WORK INSTRUCTIONS.
Starting at the line that contains "If you could mark the white cloud", print each line exactly through the end of the listing. Skip any pictures and add nothing.

____

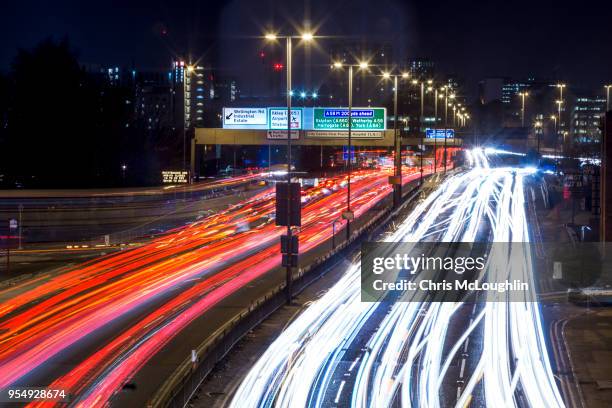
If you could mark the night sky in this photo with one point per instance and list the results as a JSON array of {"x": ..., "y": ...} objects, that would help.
[{"x": 472, "y": 39}]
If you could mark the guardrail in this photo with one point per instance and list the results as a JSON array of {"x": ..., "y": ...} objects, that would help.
[{"x": 180, "y": 387}]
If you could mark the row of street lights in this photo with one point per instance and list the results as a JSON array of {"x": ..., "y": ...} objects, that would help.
[{"x": 360, "y": 66}]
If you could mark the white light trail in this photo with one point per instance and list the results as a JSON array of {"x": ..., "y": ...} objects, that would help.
[{"x": 407, "y": 355}]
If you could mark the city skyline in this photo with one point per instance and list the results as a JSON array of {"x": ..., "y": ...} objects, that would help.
[{"x": 521, "y": 40}]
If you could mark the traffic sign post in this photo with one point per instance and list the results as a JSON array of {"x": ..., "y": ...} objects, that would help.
[{"x": 361, "y": 119}]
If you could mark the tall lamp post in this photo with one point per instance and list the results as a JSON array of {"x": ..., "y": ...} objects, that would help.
[
  {"x": 559, "y": 131},
  {"x": 348, "y": 214},
  {"x": 446, "y": 104},
  {"x": 523, "y": 95},
  {"x": 421, "y": 115},
  {"x": 538, "y": 129},
  {"x": 307, "y": 37},
  {"x": 397, "y": 146}
]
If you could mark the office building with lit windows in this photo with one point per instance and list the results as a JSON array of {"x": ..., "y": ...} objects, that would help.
[{"x": 585, "y": 119}]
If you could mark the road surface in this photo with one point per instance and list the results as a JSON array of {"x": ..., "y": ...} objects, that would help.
[{"x": 345, "y": 352}]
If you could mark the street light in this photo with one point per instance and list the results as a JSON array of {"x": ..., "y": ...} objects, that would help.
[
  {"x": 348, "y": 214},
  {"x": 523, "y": 95},
  {"x": 397, "y": 186},
  {"x": 273, "y": 37},
  {"x": 561, "y": 87},
  {"x": 538, "y": 129}
]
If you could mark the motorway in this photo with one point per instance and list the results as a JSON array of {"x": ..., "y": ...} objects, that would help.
[
  {"x": 57, "y": 218},
  {"x": 93, "y": 328},
  {"x": 493, "y": 352}
]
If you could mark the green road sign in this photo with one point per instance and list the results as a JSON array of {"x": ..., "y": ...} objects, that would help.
[{"x": 361, "y": 119}]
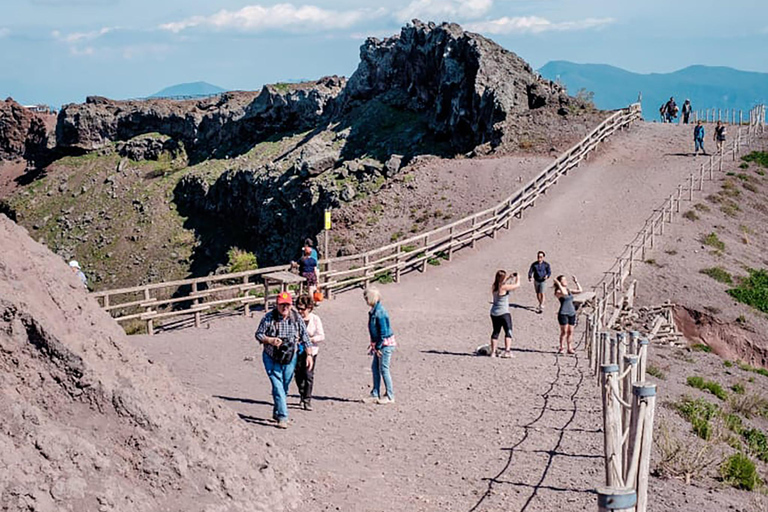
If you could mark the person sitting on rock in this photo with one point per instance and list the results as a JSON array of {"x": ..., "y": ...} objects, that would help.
[{"x": 75, "y": 266}]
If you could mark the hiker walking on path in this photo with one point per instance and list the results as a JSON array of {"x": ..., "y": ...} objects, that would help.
[
  {"x": 671, "y": 110},
  {"x": 280, "y": 332},
  {"x": 698, "y": 139},
  {"x": 305, "y": 374},
  {"x": 539, "y": 272},
  {"x": 719, "y": 136},
  {"x": 687, "y": 110},
  {"x": 75, "y": 266},
  {"x": 382, "y": 347},
  {"x": 566, "y": 316},
  {"x": 500, "y": 316},
  {"x": 308, "y": 269}
]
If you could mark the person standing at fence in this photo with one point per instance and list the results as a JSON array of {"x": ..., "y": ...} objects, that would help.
[
  {"x": 719, "y": 136},
  {"x": 382, "y": 347},
  {"x": 566, "y": 315},
  {"x": 671, "y": 110},
  {"x": 503, "y": 283},
  {"x": 539, "y": 272},
  {"x": 305, "y": 374},
  {"x": 687, "y": 110},
  {"x": 308, "y": 269},
  {"x": 281, "y": 331},
  {"x": 698, "y": 139}
]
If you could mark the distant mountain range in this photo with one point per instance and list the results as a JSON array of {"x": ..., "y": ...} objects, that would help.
[
  {"x": 192, "y": 89},
  {"x": 705, "y": 86}
]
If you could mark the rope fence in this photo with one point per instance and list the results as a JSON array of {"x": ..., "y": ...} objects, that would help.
[{"x": 619, "y": 361}]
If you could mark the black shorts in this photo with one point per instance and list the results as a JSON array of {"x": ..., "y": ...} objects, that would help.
[{"x": 501, "y": 322}]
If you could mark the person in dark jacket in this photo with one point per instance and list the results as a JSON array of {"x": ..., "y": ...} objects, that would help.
[
  {"x": 539, "y": 272},
  {"x": 698, "y": 139},
  {"x": 566, "y": 315},
  {"x": 381, "y": 347}
]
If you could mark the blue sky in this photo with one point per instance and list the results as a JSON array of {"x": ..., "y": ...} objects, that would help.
[{"x": 59, "y": 51}]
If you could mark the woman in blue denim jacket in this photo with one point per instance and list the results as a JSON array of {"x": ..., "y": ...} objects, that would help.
[{"x": 382, "y": 347}]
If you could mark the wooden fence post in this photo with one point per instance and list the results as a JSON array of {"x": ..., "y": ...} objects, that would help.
[
  {"x": 647, "y": 392},
  {"x": 615, "y": 499},
  {"x": 612, "y": 425}
]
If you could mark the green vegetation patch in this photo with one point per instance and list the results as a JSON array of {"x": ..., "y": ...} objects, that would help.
[
  {"x": 707, "y": 385},
  {"x": 739, "y": 471},
  {"x": 712, "y": 240},
  {"x": 753, "y": 290},
  {"x": 719, "y": 274},
  {"x": 698, "y": 412}
]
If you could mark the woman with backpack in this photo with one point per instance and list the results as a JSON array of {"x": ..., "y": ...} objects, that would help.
[
  {"x": 305, "y": 374},
  {"x": 280, "y": 332},
  {"x": 382, "y": 347}
]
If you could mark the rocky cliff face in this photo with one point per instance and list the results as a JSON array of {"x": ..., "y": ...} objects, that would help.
[
  {"x": 468, "y": 85},
  {"x": 23, "y": 133},
  {"x": 212, "y": 128}
]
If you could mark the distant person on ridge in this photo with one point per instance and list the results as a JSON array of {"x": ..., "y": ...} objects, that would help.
[
  {"x": 698, "y": 139},
  {"x": 75, "y": 266},
  {"x": 719, "y": 136},
  {"x": 280, "y": 332},
  {"x": 671, "y": 110},
  {"x": 687, "y": 110},
  {"x": 500, "y": 316},
  {"x": 539, "y": 272},
  {"x": 566, "y": 316}
]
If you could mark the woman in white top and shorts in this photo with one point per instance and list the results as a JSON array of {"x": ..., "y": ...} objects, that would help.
[{"x": 500, "y": 317}]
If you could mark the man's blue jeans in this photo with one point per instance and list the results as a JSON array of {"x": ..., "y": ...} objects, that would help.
[
  {"x": 280, "y": 375},
  {"x": 380, "y": 369}
]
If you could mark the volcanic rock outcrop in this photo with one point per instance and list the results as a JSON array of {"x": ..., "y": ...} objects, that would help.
[
  {"x": 211, "y": 128},
  {"x": 23, "y": 133},
  {"x": 89, "y": 424}
]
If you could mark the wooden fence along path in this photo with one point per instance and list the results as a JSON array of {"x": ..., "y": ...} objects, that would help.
[
  {"x": 619, "y": 361},
  {"x": 191, "y": 298}
]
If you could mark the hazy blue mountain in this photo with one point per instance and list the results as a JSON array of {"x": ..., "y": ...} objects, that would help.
[
  {"x": 190, "y": 89},
  {"x": 705, "y": 86}
]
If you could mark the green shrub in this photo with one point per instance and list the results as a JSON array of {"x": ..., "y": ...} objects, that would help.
[
  {"x": 739, "y": 471},
  {"x": 713, "y": 241},
  {"x": 707, "y": 385},
  {"x": 655, "y": 371},
  {"x": 757, "y": 443},
  {"x": 698, "y": 412},
  {"x": 753, "y": 290},
  {"x": 240, "y": 261}
]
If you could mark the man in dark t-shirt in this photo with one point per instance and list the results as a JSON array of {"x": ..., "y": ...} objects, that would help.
[{"x": 539, "y": 273}]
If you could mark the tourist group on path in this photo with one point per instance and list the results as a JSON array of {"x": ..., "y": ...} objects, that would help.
[{"x": 292, "y": 334}]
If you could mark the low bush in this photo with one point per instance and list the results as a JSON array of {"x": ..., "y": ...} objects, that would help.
[
  {"x": 713, "y": 241},
  {"x": 753, "y": 290},
  {"x": 707, "y": 385},
  {"x": 739, "y": 471}
]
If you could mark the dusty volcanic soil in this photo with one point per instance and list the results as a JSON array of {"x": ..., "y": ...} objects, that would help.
[{"x": 467, "y": 433}]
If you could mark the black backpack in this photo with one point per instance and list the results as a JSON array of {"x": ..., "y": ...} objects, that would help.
[{"x": 285, "y": 352}]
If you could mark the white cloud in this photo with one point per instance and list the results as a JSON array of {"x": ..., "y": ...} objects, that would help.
[
  {"x": 281, "y": 16},
  {"x": 444, "y": 10},
  {"x": 534, "y": 25}
]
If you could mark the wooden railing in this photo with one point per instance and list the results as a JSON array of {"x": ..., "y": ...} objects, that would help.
[
  {"x": 620, "y": 365},
  {"x": 195, "y": 297}
]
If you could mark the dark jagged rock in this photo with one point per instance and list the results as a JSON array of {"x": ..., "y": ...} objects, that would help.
[
  {"x": 210, "y": 128},
  {"x": 23, "y": 133}
]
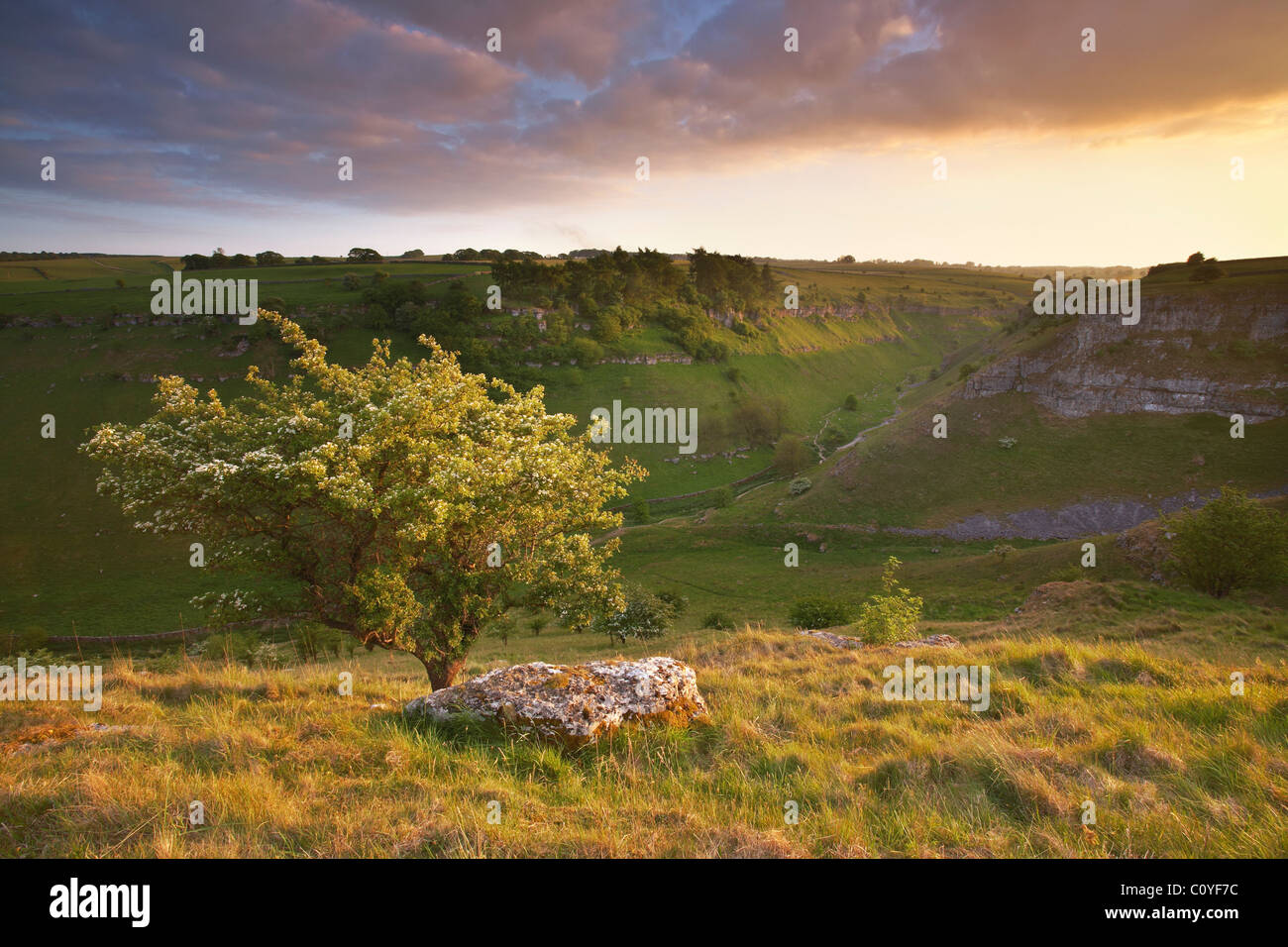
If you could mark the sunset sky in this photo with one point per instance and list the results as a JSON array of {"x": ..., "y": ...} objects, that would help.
[{"x": 1054, "y": 155}]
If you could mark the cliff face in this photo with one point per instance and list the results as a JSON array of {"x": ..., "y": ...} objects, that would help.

____

ANSWER TO THIS EXERCISE.
If you could mark the white cloud in this photo with one point per instance and list the results as a JSON array of {"x": ..., "y": ...} objects, that would help.
[
  {"x": 281, "y": 16},
  {"x": 444, "y": 10},
  {"x": 534, "y": 25}
]
If you could mark the wooden railing in this photo with one point per instance and list the results as a JSON array of {"x": ..., "y": ...} objects, that would help.
[
  {"x": 620, "y": 365},
  {"x": 195, "y": 297}
]
If you could mark the dark jagged rock in this photo with one point per instance and list the results as a JSON array of {"x": ..., "y": ...} objects, that would help.
[
  {"x": 210, "y": 128},
  {"x": 23, "y": 133}
]
If you could mark the sunset sky in this photo with one point per instance and list the results as a JSON array of {"x": ..., "y": ...} objects, that would help.
[{"x": 1054, "y": 155}]
If you could mark the cliff face in this photo with one point per instance and list the results as a JSON array of {"x": ..., "y": ...} objects, that would help.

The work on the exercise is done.